--- INPUT FOR THIS TASK ---

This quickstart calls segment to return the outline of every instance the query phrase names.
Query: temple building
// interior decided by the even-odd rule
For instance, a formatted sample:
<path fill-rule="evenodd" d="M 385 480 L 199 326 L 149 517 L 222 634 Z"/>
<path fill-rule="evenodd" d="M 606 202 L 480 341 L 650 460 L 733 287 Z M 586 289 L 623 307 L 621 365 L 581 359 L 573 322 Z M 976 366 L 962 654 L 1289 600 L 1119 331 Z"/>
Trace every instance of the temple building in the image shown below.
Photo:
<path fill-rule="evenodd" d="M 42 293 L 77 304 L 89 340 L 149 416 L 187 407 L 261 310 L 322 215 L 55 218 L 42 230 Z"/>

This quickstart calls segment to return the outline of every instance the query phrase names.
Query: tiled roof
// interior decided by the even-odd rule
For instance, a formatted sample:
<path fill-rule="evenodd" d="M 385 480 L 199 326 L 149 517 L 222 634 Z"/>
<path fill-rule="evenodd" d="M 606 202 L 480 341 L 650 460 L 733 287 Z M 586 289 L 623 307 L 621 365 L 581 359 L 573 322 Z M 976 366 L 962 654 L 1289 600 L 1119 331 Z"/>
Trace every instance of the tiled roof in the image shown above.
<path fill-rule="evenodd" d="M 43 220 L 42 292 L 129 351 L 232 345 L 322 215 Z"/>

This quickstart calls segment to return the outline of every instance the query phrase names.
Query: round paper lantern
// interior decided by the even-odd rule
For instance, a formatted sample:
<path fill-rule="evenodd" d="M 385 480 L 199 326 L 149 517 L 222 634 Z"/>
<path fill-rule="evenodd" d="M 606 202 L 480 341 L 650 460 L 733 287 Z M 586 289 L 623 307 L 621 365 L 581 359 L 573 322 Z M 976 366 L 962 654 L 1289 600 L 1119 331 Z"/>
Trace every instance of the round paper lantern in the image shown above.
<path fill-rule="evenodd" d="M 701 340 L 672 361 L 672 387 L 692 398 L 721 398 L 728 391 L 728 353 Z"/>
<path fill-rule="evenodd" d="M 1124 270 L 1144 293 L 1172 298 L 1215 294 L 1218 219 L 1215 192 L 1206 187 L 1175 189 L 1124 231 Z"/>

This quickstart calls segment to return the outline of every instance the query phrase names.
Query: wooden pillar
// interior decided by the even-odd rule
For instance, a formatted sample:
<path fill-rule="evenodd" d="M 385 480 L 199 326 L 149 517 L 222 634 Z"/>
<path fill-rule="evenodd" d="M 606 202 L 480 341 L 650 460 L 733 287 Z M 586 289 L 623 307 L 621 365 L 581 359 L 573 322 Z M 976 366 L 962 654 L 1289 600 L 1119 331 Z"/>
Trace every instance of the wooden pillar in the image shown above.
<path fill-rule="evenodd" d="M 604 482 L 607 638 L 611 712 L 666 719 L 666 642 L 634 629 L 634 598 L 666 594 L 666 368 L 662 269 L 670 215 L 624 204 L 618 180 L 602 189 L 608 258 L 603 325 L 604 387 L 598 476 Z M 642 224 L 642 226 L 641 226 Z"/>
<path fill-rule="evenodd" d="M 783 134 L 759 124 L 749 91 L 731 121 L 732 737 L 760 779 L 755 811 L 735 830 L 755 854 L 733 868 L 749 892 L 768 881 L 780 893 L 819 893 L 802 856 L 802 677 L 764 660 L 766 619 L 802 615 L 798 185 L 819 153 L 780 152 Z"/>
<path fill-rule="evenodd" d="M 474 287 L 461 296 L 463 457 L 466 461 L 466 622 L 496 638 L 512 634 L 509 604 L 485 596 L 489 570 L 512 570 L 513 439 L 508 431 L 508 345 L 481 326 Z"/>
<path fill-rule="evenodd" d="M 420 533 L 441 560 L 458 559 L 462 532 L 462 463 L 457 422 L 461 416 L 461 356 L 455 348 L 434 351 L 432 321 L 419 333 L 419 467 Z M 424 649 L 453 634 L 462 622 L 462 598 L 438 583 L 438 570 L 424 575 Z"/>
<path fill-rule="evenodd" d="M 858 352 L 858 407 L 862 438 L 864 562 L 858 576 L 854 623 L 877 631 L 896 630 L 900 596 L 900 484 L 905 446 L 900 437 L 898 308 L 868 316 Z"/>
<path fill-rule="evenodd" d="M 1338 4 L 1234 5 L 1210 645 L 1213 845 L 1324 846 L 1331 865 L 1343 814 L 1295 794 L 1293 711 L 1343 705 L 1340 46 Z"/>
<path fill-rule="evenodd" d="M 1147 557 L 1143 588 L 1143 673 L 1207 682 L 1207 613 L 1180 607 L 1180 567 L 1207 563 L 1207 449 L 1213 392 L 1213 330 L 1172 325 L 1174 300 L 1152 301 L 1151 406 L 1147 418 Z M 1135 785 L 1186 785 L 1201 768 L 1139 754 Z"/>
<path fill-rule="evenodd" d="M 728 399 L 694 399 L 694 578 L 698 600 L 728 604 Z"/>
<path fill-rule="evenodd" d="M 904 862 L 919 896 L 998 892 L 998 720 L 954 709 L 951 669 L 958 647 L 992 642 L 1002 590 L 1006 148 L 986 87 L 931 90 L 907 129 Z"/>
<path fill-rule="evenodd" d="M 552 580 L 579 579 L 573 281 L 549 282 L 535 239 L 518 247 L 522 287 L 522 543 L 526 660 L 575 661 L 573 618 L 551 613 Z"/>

---

WHAT TO WORK ON
Take the data above and return it exactly.

TASK ANSWER
This quickstart calls segment to return the outline of every instance the query phrase names.
Query: temple building
// interior decided by the even-odd rule
For instance, a formatted sample:
<path fill-rule="evenodd" d="M 385 480 L 199 326 L 149 517 L 222 634 Z"/>
<path fill-rule="evenodd" d="M 606 202 L 480 341 L 650 460 L 733 287 Z M 586 289 L 623 307 L 621 365 L 581 359 L 573 322 Z M 976 366 L 962 654 L 1289 600 L 1119 331 Z"/>
Trace every instance of the temple building in the image shown below.
Photo:
<path fill-rule="evenodd" d="M 42 293 L 77 304 L 89 340 L 149 416 L 187 407 L 261 310 L 322 215 L 55 218 L 42 230 Z"/>

This quickstart calls segment to return the outline of every instance the query phrase names.
Query: tiled roof
// interior decided by the even-odd rule
For instance, a formatted sample:
<path fill-rule="evenodd" d="M 385 480 L 199 326 L 149 517 L 222 634 Z"/>
<path fill-rule="evenodd" d="M 606 202 L 480 341 L 650 460 L 733 287 Z M 586 289 L 623 307 L 621 365 L 581 359 L 573 322 Z M 976 366 L 962 654 L 1289 600 L 1119 331 Z"/>
Trace every instance of the tiled roof in the image shown above.
<path fill-rule="evenodd" d="M 43 220 L 42 292 L 129 351 L 232 345 L 322 215 Z"/>

This quickstart calls segment to return the outline of every instance the query phrase names.
Query: round paper lantern
// interior decided by the even-odd rule
For instance, a formatted sample:
<path fill-rule="evenodd" d="M 385 480 L 199 326 L 149 517 L 222 634 Z"/>
<path fill-rule="evenodd" d="M 606 202 L 480 341 L 650 460 L 733 287 Z M 586 289 L 623 307 L 621 365 L 581 359 L 573 322 Z M 976 366 L 962 654 L 1289 600 L 1119 331 Z"/>
Trace every instance of the round paper lantern in the image shown above.
<path fill-rule="evenodd" d="M 701 340 L 672 361 L 672 387 L 692 398 L 721 398 L 728 391 L 728 353 Z"/>
<path fill-rule="evenodd" d="M 1124 270 L 1144 293 L 1172 298 L 1215 294 L 1218 219 L 1215 192 L 1206 187 L 1175 189 L 1124 231 Z"/>

This quickstart calls segment to return the outline of every instance the query phrase names.
Query: wooden pillar
// interior decided by the even-odd rule
For instance, a formatted sample:
<path fill-rule="evenodd" d="M 385 480 L 199 326 L 149 517 L 222 634 Z"/>
<path fill-rule="evenodd" d="M 606 202 L 480 341 L 650 460 L 733 287 Z M 586 289 L 623 307 L 621 365 L 581 359 L 573 322 Z M 976 366 L 962 654 L 1289 600 L 1119 331 Z"/>
Trace every instance of the wooden pillar in the image shown above.
<path fill-rule="evenodd" d="M 604 482 L 607 638 L 611 712 L 666 719 L 666 642 L 634 629 L 634 598 L 666 594 L 666 368 L 662 269 L 670 215 L 624 204 L 618 180 L 602 189 L 608 258 L 603 325 L 604 387 L 598 476 Z M 642 224 L 642 226 L 641 226 Z"/>
<path fill-rule="evenodd" d="M 783 134 L 759 124 L 749 91 L 731 121 L 732 737 L 760 779 L 755 811 L 735 830 L 755 854 L 733 868 L 749 892 L 768 881 L 780 893 L 819 893 L 802 856 L 802 677 L 764 660 L 766 619 L 802 615 L 798 185 L 819 153 L 780 152 Z"/>
<path fill-rule="evenodd" d="M 474 287 L 461 296 L 463 457 L 466 461 L 466 622 L 496 638 L 512 634 L 509 604 L 485 596 L 489 570 L 512 570 L 513 439 L 508 431 L 508 345 L 481 326 Z"/>
<path fill-rule="evenodd" d="M 420 533 L 441 560 L 458 559 L 462 532 L 462 463 L 457 422 L 461 416 L 461 356 L 455 348 L 434 351 L 432 321 L 419 333 L 419 467 Z M 424 649 L 453 634 L 462 622 L 462 598 L 438 583 L 438 570 L 424 575 Z"/>
<path fill-rule="evenodd" d="M 858 352 L 858 407 L 862 438 L 864 562 L 858 576 L 854 623 L 877 631 L 896 630 L 900 596 L 900 484 L 905 446 L 900 437 L 898 308 L 868 316 Z"/>
<path fill-rule="evenodd" d="M 1338 4 L 1234 5 L 1210 645 L 1213 845 L 1324 846 L 1331 865 L 1343 814 L 1295 794 L 1293 711 L 1343 705 L 1340 46 Z"/>
<path fill-rule="evenodd" d="M 1147 557 L 1143 588 L 1143 673 L 1207 682 L 1207 613 L 1180 607 L 1180 567 L 1207 563 L 1207 449 L 1213 392 L 1213 330 L 1172 325 L 1174 300 L 1152 301 L 1151 406 L 1147 418 Z M 1135 785 L 1186 785 L 1201 768 L 1139 754 Z"/>
<path fill-rule="evenodd" d="M 728 399 L 694 399 L 694 578 L 698 600 L 728 604 Z"/>
<path fill-rule="evenodd" d="M 904 862 L 919 896 L 998 892 L 998 720 L 954 709 L 951 669 L 958 647 L 992 642 L 1002 590 L 1006 148 L 986 87 L 931 90 L 907 129 Z"/>
<path fill-rule="evenodd" d="M 552 580 L 579 579 L 573 281 L 549 282 L 535 239 L 518 247 L 522 287 L 522 543 L 526 660 L 575 661 L 573 618 L 551 613 Z"/>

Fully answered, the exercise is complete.